(PROVIDED INFORMATION begins)
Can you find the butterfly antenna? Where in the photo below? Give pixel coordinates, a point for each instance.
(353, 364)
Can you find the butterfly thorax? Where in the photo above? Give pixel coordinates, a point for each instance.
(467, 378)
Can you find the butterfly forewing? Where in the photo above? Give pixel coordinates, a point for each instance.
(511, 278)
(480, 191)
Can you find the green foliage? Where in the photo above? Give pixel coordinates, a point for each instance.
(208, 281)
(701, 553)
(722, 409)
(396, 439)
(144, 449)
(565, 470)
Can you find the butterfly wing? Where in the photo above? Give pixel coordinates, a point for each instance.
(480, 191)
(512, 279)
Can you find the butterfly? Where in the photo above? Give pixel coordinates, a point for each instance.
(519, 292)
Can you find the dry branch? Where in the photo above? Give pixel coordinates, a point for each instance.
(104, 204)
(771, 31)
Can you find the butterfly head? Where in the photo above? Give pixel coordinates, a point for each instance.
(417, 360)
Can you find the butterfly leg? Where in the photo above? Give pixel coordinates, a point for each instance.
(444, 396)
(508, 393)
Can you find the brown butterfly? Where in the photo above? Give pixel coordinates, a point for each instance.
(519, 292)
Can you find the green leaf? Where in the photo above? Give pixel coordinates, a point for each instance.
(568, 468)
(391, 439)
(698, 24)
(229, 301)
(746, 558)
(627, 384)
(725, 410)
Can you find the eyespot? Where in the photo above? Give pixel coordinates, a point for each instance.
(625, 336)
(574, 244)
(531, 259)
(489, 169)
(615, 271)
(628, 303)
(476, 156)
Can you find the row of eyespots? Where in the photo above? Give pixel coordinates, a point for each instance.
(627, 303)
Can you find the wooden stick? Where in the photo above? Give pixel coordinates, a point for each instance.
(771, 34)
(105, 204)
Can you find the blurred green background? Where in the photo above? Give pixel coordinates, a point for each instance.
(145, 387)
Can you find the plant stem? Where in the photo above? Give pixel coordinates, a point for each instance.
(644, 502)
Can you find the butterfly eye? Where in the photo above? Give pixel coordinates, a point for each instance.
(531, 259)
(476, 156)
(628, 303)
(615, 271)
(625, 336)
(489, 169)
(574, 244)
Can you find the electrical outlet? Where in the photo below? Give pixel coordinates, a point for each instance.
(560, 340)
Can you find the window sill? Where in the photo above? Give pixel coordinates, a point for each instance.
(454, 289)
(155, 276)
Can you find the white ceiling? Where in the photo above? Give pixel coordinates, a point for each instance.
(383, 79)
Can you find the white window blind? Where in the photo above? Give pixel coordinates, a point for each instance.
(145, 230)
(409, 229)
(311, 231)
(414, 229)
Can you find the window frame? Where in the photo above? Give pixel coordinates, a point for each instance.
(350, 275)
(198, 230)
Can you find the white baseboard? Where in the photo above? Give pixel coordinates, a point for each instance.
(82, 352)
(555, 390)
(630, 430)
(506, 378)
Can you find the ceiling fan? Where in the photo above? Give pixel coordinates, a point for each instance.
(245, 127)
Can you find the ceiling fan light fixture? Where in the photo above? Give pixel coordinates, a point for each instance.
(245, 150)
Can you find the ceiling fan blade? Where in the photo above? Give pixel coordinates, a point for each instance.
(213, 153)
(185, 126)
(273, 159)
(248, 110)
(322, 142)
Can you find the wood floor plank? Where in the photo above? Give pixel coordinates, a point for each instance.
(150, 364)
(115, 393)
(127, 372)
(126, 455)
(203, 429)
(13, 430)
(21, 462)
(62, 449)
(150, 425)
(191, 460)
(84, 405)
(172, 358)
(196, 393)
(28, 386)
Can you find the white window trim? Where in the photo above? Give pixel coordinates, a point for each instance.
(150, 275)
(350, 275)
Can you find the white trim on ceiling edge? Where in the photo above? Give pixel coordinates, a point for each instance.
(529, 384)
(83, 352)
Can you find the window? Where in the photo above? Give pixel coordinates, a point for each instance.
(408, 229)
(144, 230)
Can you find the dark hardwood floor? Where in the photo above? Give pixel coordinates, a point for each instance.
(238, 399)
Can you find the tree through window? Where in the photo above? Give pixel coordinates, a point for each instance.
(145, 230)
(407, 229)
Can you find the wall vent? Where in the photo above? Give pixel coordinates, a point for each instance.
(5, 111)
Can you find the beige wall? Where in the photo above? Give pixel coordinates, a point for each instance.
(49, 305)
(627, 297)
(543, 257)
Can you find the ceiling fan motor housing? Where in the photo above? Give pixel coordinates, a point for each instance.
(PROVIDED INFORMATION ends)
(PROVIDED INFORMATION begins)
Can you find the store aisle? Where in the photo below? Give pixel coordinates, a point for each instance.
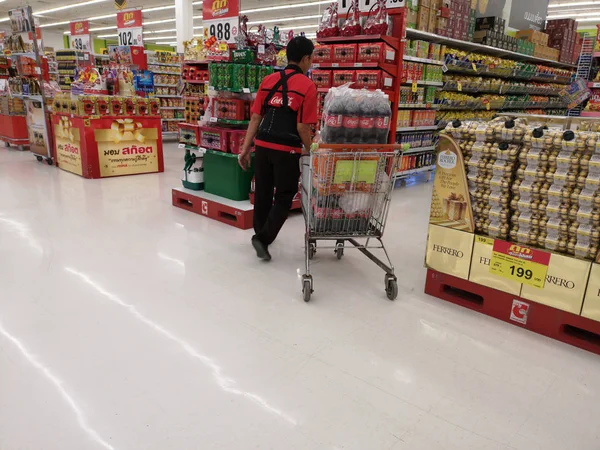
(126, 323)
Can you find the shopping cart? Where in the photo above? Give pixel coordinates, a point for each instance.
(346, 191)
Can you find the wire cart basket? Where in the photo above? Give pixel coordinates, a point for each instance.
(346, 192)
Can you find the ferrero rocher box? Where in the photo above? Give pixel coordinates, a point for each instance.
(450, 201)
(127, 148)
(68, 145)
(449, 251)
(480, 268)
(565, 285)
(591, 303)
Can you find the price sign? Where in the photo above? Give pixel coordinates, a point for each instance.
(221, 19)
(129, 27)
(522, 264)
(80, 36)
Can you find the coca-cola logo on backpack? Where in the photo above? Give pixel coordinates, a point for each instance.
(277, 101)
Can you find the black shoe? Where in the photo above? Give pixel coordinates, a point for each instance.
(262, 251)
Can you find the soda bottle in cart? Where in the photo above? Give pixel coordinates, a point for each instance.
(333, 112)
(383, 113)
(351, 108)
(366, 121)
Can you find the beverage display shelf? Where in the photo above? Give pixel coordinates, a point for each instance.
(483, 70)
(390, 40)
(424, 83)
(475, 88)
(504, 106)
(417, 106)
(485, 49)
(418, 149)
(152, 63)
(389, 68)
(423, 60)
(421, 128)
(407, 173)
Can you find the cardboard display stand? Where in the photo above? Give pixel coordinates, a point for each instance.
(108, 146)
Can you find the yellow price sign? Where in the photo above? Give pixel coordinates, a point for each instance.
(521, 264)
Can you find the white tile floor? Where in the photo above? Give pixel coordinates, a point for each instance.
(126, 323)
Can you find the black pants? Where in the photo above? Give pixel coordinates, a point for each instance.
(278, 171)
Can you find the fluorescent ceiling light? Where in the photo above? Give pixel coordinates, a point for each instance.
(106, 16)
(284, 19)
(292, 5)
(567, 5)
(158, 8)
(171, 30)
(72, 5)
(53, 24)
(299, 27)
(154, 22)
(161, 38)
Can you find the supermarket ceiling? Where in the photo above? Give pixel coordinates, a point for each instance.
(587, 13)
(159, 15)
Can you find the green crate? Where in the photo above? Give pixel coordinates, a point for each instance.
(PROVIDED INFORMATION ends)
(PROVIDED INFORMATION begins)
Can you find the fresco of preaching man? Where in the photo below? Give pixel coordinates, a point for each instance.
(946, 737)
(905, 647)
(PROVIDED INFORMATION ends)
**WORK REQUEST**
Out of the data above, set down the lines from the one with "Can you find the white window trim?" to the one with "Can you find the ceiling fan motor", both included, exactly as written and with no additions.

**SOLUTION TO THIS TASK**
Can you find the white window trim? Where in the photo above? Give pixel coordinates, a point for each instance.
(150, 275)
(350, 275)
Can you find the white trim on ceiling edge? Where in the photo above? Give pixel coordinates, a point for each instance.
(529, 384)
(83, 352)
Can you find the window? Where in the photo above? Give pixel coordinates, a point for each instance.
(408, 229)
(144, 230)
Can you find the dark hardwood floor? Where in the photo above? Give pixel coordinates, a point for each instance.
(238, 399)
Can you find the tree through window? Where in the photo above? Give pixel coordinates, a point for each instance.
(145, 230)
(407, 229)
Can you find the wall vent? Where in the photo above? Give pixel coordinates, a point for each instance.
(5, 111)
Can you find the beige wall? Where in the photo above? Give pixel coordinates, a point for each instance.
(49, 305)
(627, 297)
(543, 257)
Can you find the ceiling fan motor housing? Where in the photo above? Give pixel coordinates, a point for each instance.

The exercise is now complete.